→ **DOCUMENT SEGMENT**:

There’s a comedian named Daniel Kitson. He won the Perrier Award at the Edinburgh Festival.  According to Russell Brand and Russell Howard he was the funniest man on the circuit (MVM can vouch for this to be fair, having seen him too) but he was a contrary so and so. He didn’t fancy fame, he didn’t fancy adulation and he didn’t fancy being on QI. So, wilfully it seemed, his act became ever more obscure. The pay off to all that was this joke: “I want to whittle down my audience to 12,” he used to say. “I don’t know, let’s call them disciples.”

Now, you see, as much as we want MVM to be the most read music website in the world, there are times when the worlds we work in just aren’t going to resonate with the general public. Hell, sometimes the worlds we work in aren’t going to resonate with other fans of the music we like. 

To whit: Headless Kross. 

Let’s get it said from the get go. This album contains three tracks. It clocks in at 40 minutes. Oh and by the way, there isn’t anything approaching a structure or a chorus here and not many clean vocals. 

Sorted. Most of you can leave, we will review something slightly more commercial in a minute.

Those of you that have remained – let’s in the spirit of the opener call you doomciples – clearly want to find about this monolithic record. So here’s what you need to know. It takes nearly eight minutes of opening track “Rural Juror” – one hesitates to call them songs for fear of offence – for anything to happen other than a pounding riff plays. This is mesmerising and hypnotic stuff in the extreme (meaning all senses of the word.)

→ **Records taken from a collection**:
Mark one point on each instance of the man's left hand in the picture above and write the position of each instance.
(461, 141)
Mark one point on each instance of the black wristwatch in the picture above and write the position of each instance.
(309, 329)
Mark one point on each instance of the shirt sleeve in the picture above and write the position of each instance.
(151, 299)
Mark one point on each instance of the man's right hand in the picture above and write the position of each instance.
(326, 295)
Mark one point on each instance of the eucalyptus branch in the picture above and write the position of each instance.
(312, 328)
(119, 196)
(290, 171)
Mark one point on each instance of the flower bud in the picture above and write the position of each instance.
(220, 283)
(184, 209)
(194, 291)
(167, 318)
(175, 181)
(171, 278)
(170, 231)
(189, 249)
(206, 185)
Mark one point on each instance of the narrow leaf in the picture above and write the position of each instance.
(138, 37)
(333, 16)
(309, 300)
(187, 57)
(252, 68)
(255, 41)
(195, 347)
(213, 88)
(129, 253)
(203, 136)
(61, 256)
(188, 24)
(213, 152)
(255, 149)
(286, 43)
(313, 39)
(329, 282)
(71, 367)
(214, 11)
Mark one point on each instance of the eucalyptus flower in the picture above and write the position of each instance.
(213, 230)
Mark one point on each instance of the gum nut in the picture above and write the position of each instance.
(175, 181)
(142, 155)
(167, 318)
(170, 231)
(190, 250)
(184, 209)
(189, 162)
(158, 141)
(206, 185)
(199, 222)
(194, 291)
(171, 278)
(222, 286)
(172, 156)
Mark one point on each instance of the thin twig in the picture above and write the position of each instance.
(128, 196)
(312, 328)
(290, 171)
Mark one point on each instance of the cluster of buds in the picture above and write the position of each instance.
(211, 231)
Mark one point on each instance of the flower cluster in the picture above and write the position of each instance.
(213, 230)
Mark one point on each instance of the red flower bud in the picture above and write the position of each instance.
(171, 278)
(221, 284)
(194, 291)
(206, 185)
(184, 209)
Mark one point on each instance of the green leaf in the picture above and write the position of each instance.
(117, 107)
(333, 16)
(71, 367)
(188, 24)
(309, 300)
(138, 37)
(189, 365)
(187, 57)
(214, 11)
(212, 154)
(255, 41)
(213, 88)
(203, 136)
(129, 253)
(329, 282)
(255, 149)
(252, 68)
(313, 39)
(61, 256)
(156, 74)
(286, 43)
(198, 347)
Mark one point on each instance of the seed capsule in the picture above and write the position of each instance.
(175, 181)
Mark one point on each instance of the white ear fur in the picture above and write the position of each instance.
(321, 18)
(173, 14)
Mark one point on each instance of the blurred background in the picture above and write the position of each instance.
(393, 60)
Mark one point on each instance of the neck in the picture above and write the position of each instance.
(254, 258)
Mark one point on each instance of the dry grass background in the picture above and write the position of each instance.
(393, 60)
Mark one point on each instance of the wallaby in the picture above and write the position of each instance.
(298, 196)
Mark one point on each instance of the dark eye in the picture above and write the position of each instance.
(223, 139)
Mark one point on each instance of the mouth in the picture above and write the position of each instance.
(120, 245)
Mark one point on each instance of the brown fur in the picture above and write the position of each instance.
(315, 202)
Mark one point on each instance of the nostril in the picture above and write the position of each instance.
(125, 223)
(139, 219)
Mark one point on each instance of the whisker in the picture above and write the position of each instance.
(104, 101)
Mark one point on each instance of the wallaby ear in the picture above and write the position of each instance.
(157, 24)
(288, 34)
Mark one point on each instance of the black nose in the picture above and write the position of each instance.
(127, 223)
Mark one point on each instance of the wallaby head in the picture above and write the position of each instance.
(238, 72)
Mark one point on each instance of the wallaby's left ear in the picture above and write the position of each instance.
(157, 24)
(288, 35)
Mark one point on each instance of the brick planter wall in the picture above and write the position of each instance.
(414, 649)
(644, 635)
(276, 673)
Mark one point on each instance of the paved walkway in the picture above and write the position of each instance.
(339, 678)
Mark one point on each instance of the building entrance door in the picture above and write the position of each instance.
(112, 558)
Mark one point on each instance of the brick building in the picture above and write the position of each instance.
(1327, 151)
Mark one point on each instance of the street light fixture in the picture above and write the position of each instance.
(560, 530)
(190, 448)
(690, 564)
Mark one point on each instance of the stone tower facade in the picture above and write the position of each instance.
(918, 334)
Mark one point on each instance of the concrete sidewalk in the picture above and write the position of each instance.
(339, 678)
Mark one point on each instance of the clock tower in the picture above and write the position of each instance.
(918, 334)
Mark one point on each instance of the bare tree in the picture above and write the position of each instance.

→ **WHAT THIS EXERCISE ASKS**:
**A.** In the Headless Kross review, what award did Daniel Kitson win at the Edinburgh Festival?
**B.** Turn the paragraph of the Headless Kross review that begins "There's a comedian named Daniel Kitson" into a short bulleted list that keeps its main facts.

→ **ANSWERS BELOW**:
**A.** The Perrier Award.

**B.**
- Daniel Kitson is a comedian who won the Perrier Award at the Edinburgh Festival.
- Russell Brand and Russell Howard called him the funniest man on the circuit, and MVM, having seen him, backs this up.
- He was contrary: he didn't want fame, adulation or a spot on QI.
- His act became more and more obscure, seemingly on purpose.
- The payoff was his joke that he wanted to whittle his audience down to 12: "let's call them disciples."